Consigne A = D'après le texte sur les toilettes scolaires, quelle part des élèves ne se sent pas souvent, ou jamais, en sécurité dans les toilettes de l'école ?
Consigne B = Reprenez le texte sur les toilettes scolaires après sa dernière phrase et écrivez-en la suite.

Texte de l'exercice =
Dans les écoles, les toilettes sont souvent ouvertes par dessous et dessus. © dpa/picture alliance via Getty I

Toujours selon l’enquête du Fonds BYX, près d’un élève sur six ne se sent pas souvent, ou jamais, en sécurité dans les toilettes scolaires. Le ressenti est plus marqué chez les garçons. «Ce n’est pas seulement un lieu où on va faire ses besoins, c’est un espace avec des jeux de pouvoir, qui peuvent nuire à la santé mentale. C’est un lieu où on a parfois nos premières règles, on a besoin de respirer, de faire des confidences…», appuie Nora Urriagli. Les toilettes scolaires sont effectivement un prolongement de la cour de récréation où les élèves expérimentent «une autonomie de l’entre-enfants, une socialisation horizontale, porteuses d’opportunités en matière d’apprentissages informels», souligne notamment Pascale Garnier, sociologue spécialiste en science de l’éducation dans The Conversation.

Je ne pense pas que les adultes accepteraient de telles conditions sur leur lieu de travail.

Solayman Laqdim, délégué général aux droits de l’enfant.

Impliquer les élèves

D’un autre côté, les professeurs et directions des écoles reprochent aux élèves de dégrader ces lieux d’aisance. L’espace échappant à la surveillance des adultes, il est un lieu de transgression. «Les enfants ont une part de responsabilité dans l’aspect repoussant des toilettes. Un certain nombre d’entre eux expriment leur malaise, leur colère, leur souffrance en se soulageant dans les toilettes directement contre l’école», écrit Sophie Liebman, enseignante et autrice d’une thèse sur la problématique des sanitaires à l’école.

«Il y a un cercle vicieux entre les élèves et la direction des écoles. Les élèves ont l’impression qu’on ne leur fait pas confiance et que les toilettes ne sont pas entretenues, et à l’inverse les professeurs accusent les élèves de ne pas respecter les toilettes», renchérit Nora Urriagli. Ce pourquoi «Ne Tournons pas autour du pot!» favorise les projets de rénovation impliquant les élèves: «Lorsque les élèves deviennent acteurs de leurs propres toilettes, il y a un respect de l’espace et de ceux qui les occupent».

«Les toilettes sont souvent beaucoup mieux conservées et dans un meilleur état lorsqu’il y a une démarche participative», souligne Solayman Laqdim, le délégué général aux droits de l’enfant. S’il reconnaît que la situation avance grâce au programme «Ne tournons pas autour du pot!», «il y a toujours urgence à agir, c’est une question de droit fondamental. Je ne pense pas que les adultes accepteraient de telles conditions sur leur lieu de travail. Il faut questionner le rapport au corps au sein de la société, et la manière dont l’école fonctionne, c’est une institution qui peut-être totalisante, où tout est règlementé», martèle-t-il.

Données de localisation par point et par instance
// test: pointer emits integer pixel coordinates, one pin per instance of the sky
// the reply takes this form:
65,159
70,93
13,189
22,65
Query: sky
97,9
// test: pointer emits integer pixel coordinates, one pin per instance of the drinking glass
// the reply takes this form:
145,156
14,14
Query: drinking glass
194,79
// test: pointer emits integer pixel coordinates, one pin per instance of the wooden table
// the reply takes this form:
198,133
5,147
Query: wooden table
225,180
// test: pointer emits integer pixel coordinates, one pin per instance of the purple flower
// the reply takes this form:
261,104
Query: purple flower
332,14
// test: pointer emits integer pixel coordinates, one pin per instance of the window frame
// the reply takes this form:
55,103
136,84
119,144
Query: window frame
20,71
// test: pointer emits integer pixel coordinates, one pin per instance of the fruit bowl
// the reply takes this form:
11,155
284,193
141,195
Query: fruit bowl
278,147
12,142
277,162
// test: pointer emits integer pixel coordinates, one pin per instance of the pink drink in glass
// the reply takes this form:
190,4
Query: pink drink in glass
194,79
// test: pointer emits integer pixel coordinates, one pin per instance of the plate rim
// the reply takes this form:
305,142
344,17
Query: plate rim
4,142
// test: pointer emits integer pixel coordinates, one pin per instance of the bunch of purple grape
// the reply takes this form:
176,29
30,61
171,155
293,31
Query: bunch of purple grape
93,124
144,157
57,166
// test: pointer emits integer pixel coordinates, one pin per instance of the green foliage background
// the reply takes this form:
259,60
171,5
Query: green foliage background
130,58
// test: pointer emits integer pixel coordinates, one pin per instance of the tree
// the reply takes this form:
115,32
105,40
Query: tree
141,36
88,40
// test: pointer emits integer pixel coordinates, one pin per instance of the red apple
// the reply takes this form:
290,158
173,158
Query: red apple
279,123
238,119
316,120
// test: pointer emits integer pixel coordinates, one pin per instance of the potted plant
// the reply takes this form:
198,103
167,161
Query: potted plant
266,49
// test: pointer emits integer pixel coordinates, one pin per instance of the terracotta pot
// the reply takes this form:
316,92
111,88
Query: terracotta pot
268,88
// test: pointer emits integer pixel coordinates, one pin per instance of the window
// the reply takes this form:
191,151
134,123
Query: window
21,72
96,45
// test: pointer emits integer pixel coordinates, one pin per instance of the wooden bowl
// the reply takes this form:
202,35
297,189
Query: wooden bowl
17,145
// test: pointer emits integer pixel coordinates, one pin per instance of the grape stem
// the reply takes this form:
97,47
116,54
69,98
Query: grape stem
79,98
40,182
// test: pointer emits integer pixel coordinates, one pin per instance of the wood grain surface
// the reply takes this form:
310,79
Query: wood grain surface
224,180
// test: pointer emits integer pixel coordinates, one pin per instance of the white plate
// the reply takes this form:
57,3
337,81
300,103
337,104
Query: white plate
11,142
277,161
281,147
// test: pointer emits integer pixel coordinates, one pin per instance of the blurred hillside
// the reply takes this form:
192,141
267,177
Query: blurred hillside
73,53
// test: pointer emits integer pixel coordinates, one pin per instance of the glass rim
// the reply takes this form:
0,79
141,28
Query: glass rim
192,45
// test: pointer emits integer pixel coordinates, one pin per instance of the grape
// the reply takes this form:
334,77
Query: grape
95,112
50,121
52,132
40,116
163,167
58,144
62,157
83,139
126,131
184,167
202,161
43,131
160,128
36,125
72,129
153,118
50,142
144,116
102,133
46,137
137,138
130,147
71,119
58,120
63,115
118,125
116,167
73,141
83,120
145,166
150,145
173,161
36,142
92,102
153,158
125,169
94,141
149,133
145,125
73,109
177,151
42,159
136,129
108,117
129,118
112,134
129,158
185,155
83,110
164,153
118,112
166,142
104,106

Corrigé A = Près d'un élève sur six.

Corrigé B =
Un désintérêt du politique?

«Dans les pays occidentaux, le sujet des toilettes publiques n’est pas pris au sérieux. Les responsables politiques qui s’y intéresseraient courraient le risque d’être moqués pour ne pas se focaliser sur des sujets plus nobles (…) Ils ont peur, à juste titre sans doute, de voir leur carrière interrompue parce qu’ils auraient mis l’accent sur ce sujet qui touche aux fonctions humaines les plus basiques. Je pense que c’est la première raison de ce désintérêt», expliquait dans un entretien au Vif le sociologue Julien Damon.

«On a beau essayer de faire bouger les choses, il n’y a pas d’évolution», regrette Coraline Duwelz. «La ministre de l’Education de l’époque nous a entendus mais peu de changement ont été observés. Le CEF a relancé la ministre actuelle, Valérie Glatigny, qui se rend bien compte que le problème est toujours d’actualité».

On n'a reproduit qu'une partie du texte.